_REQUIRED ACTION 1_.
Answer these questions using the text on osteomyelitis:
(a) Which bacteria cause the infection under most circumstances?
(b) Where are adults more likely to see the infection?
(c) What kind of test usually comes first?
_REQUIRED ACTION 2_.
Reproduce word for word everything in the text on osteomyelitis from "Osteomyelitis occurs when" down to "prone to infection.".

_TEXT FOR ANALYSIS_.
Osteomyelitis is a bone disease that involves an infection in the bones. The infection usually begins in the bloodstream or in tissue near the bone, and when left untreated, can spread to infect the bones themselves. Osteomyelitis is most often located in the arm or leg bones, or in the bones of the spine. To remove dead, infected bone tissue, surgery is almost always necessary.
Definition & Facts
Osteomyelitis is an extremely rare bone infection caused by the traveling of an infection from the bloodstream or neighboring tissue. In most cases, the infection is caused by bacteria but it can also be caused by fungi or other pathogens.
Osteomyelitis can appear in both children and adults, but the location of infected bones usually differs depending on the patient's age. In children, a bone infection is most likely to appear in the long bones in the legs or arms, but adults are more likely to see the infection in the vertebrae and bones of the spine. Osteomyelitis can also occur in the foot bones, particularly for individuals who suffer from diabetes.
Symptoms & Complaints
The bone infection can also cause other symptoms such as excessive sweating, fever and chills, or just general discomfort and uneasiness. Depending on the location of the osteomyelitis, the individual may also experience swelling in the ankles, feet, or legs.
If a child has osteomyelitis, he or she may experience irritability or lethargy. It is also important to note that osteomyelitis does not always show symptoms or may show fewer symptoms than what is considered typical.
Osteomyelitis occurs when the infection from another area of the body reaches the bones. Under most circumstances, the infection is caused by staphylococcus bacteria, which is frequently found on the skin or in the mucous membrane. Although those forms of bacteria are commonly found on the outside of our skin and bodies, once they enter the body, they can cause infection and pain.
The bacteria usually enters the body in one of three ways: through the bloodstream, through an open wound, or through infected tissue or a prosthetic joint infection. If the bacteria enters the body and is left untreated, it can spread into the bones and cause osteomyelitis. For children, the bacteria most commonly occurs in areas known as growth plates, which are still soft and therefore more prone to infection.
There are a number of risk factors when it comes to osteomyelitis, including having had a recent injury or surgery, having a disorder of the circulatory system, having problems with catheters, a condition that affects your immune system, or drug abuse.
Diagnosis & Tests
In most cases, a combination of tests will need to be done in order to determine if a bone infection is present. The first of those tests usually involves blood tests. While a blood test can not fully determine if you have osteomyelitis or not, it can determine if your body is fighting an infection. If there is an increased amount of white blood cells, it may be an indication to your doctor that additional tests need to be performed.

_SUPPLIED RECORDS_.
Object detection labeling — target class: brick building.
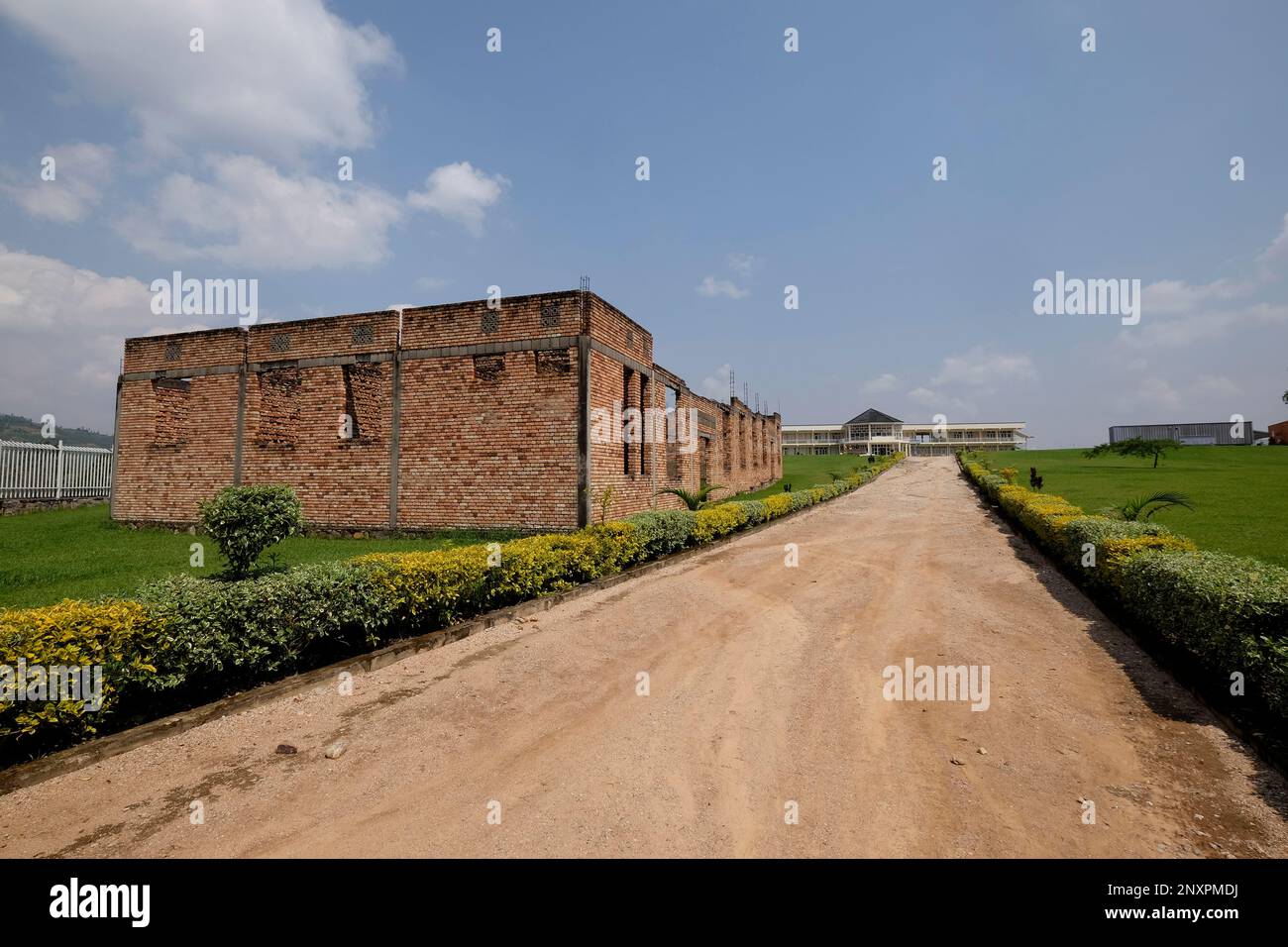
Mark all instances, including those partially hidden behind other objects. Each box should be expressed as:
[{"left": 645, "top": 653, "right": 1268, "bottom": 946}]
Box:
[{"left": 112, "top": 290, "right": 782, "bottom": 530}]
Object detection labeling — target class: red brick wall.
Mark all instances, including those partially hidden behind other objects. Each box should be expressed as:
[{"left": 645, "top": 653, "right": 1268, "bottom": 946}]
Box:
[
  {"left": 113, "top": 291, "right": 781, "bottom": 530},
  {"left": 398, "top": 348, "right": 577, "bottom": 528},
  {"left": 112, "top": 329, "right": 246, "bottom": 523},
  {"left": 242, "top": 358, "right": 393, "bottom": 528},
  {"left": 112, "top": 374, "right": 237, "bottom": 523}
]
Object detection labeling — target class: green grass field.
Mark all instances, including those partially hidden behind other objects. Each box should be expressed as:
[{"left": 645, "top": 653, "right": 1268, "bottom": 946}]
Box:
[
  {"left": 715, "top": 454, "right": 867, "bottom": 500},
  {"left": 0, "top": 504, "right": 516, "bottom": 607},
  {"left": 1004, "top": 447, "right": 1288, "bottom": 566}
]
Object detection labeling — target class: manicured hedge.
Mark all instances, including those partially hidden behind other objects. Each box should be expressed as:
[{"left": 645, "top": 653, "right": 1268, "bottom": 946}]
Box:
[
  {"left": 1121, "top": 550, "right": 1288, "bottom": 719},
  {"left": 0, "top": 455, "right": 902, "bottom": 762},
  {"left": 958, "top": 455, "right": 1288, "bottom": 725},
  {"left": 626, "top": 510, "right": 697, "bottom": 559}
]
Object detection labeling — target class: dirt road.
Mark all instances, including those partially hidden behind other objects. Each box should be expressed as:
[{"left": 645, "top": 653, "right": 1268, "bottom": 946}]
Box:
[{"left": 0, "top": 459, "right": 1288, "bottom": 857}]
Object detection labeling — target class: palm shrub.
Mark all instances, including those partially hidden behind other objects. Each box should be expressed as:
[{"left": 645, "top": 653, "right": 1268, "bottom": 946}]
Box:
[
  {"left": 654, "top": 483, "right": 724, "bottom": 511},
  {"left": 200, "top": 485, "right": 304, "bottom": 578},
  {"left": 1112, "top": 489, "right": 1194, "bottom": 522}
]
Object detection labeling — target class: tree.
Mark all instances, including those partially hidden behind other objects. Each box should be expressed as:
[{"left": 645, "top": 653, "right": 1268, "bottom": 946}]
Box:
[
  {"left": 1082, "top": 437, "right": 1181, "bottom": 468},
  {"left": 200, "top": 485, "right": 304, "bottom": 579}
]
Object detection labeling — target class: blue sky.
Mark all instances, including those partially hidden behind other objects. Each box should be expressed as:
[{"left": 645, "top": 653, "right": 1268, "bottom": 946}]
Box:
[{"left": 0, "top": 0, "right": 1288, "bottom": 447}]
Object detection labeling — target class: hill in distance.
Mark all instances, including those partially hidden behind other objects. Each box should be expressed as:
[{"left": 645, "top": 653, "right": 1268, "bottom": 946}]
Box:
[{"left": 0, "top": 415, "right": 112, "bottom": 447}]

_TASK RESPONSE 1_.
(a) Staphylococcus bacteria.
(b) In the vertebrae and bones of the spine.
(c) Blood tests.

_TASK RESPONSE 2_.
Osteomyelitis occurs when the infection from another area of the body reaches the bones. Under most circumstances, the infection is caused by staphylococcus bacteria, which is frequently found on the skin or in the mucous membrane. Although those forms of bacteria are commonly found on the outside of our skin and bodies, once they enter the body, they can cause infection and pain.
The bacteria usually enters the body in one of three ways: through the bloodstream, through an open wound, or through infected tissue or a prosthetic joint infection. If the bacteria enters the body and is left untreated, it can spread into the bones and cause osteomyelitis. For children, the bacteria most commonly occurs in areas known as growth plates, which are still soft and therefore more prone to infection.